CONSEGNA A
Ripeti parola per parola il brano del testo su Facebook e Myspace che inizia con "Danah Boyd –" e termina con "l’idea dell’ambiente sociale.".

TESTO DA LEGGERE
┌────────

Facebook è “borghese” mentre Myspace è “comunista”
Detta così sembra un’attualizzazione della ormai celeberrima canzone di Giorgio Gaber “Destra e sinistra” in salsa web 2.0, in realtà sono alcuni dei risultati interessanti trovati da una recente ricerca sul profilo sociale degli utilizzatori dei siti di social networking.
Danah Boyd – dottoranda della School of Information dellUniversità di Berkeley (California) – ha recentemente scritto un paper sulla base della sua tesi di dottorato, in cui vuole mettere in evidenza che alla base dei due network sociali non ci sia solo una differenza tecnologica, ma anche e soprattutto una differenza sociale.
Questa diferenza sociale sarebbe così consistente da legittimare un uso del termine “classe”, anche se non precisamente nel modo con cui la intendevano gli autori del Manifesto del Partito Comunista.
Usando alcune delle riflessioni sociologiche più recenti, la Boyd afferma che il termine classe sia problematico da usare nel contesto culturale degli USA, poichè il concetto è troppo intriso di implicazioni economiche che non rendono l’idea dell’ambiente sociale.
La stratificazione sociale statunitense invece si presta meglio ad essere analizzata con concetti come stile di vita, reti sociali, capitale sociale, capitale culturale.
A questo punto la Boyd sulla scorta di una serie di interviste fatte negli ultimi sei mesi a un campione di utenti di Myspace e Facebook, prova a fare una analisi sociologica dell’utilizzatore “tipo” di questi due servizi di social neworking.
Facebook: adolescenti egemoni
Luogo dei ragazzi “buoni”
Rappresentanti di gruppi sociali popolari nelle high school (cheerleader, giocatori di football, rappresentanti di classe)
Hanno genitori che spingono a frequentare il college
In gran parte bianchi
Studenti modello con una carriera di successi scolastici
Conoscono Myspace e hanno opinioni (negative) su questo servizio
Preferiscono il look “pulito” di Facebook invece di quello “appariscente” di Myspace
E’ il luogo di chi lavora negli uffici
Myspace: adolescenti subalterni
Luogo dei ragazzi “cattivi”
Rappresentanti dei gruppi sociali non popolari delle high school (figli di immigranti, punk, gothic)

└────────

VOCI DEL COMPITO
┌────────

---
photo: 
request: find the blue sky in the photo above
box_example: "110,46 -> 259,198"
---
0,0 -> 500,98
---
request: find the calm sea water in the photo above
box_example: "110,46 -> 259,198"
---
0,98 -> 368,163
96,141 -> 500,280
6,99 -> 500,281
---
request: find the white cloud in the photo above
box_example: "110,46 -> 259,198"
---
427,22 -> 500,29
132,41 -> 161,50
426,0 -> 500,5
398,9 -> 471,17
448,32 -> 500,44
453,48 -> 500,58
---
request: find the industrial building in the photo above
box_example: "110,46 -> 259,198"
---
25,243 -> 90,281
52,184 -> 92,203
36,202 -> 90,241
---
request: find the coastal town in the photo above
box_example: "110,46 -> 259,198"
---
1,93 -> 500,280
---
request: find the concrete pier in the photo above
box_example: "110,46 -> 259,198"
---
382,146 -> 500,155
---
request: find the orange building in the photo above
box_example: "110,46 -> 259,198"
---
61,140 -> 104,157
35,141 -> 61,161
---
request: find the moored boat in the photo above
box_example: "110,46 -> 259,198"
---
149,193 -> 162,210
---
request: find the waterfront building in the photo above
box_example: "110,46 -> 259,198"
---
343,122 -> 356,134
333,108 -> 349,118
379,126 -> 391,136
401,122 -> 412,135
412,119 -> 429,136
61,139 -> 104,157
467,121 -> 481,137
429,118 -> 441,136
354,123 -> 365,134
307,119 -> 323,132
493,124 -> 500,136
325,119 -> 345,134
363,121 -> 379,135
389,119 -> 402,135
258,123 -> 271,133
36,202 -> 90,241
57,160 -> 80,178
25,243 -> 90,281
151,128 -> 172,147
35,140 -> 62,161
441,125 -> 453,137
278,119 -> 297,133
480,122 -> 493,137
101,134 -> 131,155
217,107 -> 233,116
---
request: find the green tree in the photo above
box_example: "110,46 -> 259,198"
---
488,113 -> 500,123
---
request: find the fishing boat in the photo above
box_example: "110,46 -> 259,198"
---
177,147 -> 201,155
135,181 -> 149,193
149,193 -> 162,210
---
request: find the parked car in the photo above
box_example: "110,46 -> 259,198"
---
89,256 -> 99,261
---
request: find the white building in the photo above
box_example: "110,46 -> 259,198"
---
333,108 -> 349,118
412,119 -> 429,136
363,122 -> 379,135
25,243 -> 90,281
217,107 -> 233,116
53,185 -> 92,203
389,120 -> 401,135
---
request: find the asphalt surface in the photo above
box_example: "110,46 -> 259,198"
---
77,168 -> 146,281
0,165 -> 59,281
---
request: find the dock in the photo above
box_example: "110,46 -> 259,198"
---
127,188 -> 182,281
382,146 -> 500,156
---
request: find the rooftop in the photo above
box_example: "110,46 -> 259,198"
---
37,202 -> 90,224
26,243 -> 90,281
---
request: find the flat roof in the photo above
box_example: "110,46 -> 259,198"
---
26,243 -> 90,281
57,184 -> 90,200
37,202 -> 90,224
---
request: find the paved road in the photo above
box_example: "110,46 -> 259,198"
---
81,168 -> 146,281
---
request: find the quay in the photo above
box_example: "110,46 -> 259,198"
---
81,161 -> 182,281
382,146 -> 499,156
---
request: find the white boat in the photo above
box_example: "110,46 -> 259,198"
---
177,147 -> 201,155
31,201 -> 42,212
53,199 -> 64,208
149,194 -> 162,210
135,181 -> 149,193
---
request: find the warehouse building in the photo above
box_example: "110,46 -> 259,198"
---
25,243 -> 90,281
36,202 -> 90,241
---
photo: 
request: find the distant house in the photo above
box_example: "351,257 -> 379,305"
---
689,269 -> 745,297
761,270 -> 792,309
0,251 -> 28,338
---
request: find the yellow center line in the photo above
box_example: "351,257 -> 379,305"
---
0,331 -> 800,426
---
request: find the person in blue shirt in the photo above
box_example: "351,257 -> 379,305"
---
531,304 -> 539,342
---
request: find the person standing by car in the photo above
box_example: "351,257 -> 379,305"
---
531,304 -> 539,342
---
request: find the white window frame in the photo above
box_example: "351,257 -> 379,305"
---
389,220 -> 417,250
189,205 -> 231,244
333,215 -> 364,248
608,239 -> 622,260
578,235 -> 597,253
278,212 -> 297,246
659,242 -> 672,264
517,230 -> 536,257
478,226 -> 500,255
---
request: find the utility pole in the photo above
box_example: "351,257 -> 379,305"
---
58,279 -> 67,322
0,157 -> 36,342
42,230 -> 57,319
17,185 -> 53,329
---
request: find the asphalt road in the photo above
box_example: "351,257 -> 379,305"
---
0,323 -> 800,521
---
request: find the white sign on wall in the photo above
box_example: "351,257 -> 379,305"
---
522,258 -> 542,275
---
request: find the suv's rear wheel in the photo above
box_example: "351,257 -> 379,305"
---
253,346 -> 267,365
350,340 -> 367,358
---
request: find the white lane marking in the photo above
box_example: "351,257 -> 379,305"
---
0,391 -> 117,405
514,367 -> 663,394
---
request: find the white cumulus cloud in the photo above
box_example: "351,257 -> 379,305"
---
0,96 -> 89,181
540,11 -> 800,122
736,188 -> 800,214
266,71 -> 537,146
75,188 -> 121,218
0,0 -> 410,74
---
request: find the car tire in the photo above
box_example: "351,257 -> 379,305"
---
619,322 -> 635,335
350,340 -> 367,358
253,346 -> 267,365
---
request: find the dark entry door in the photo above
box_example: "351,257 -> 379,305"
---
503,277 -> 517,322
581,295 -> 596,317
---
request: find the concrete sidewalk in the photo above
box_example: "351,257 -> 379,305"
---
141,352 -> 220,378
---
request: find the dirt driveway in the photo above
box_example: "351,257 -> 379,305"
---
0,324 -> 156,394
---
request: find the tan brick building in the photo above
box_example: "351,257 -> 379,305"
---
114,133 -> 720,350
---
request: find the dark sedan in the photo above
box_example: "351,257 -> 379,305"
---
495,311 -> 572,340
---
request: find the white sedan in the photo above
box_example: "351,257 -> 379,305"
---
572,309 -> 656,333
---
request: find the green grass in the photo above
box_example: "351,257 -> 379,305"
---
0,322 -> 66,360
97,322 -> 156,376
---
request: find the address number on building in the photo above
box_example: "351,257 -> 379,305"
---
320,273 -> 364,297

└────────

CONSEGNA B
Estrai dalle voci qui sopra ogni riga che contiene la stringa "person". Maiuscole e minuscole contano.

RISPOSTA AL COMPITO A
Danah Boyd – dottoranda della School of Information dellUniversità di Berkeley (California) – ha recentemente scritto un paper sulla base della sua tesi di dottorato, in cui vuole mettere in evidenza che alla base dei due network sociali non ci sia solo una differenza tecnologica, ma anche e soprattutto una differenza sociale.
Questa diferenza sociale sarebbe così consistente da legittimare un uso del termine “classe”, anche se non precisamente nel modo con cui la intendevano gli autori del Manifesto del Partito Comunista.
Usando alcune delle riflessioni sociologiche più recenti, la Boyd afferma che il termine classe sia problematico da usare nel contesto culturale degli USA, poichè il concetto è troppo intriso di implicazioni economiche che non rendono l’idea dell’ambiente sociale.

RISPOSTA AL COMPITO B
request: find the person in blue shirt in the photo above
request: find the person standing by car in the photo above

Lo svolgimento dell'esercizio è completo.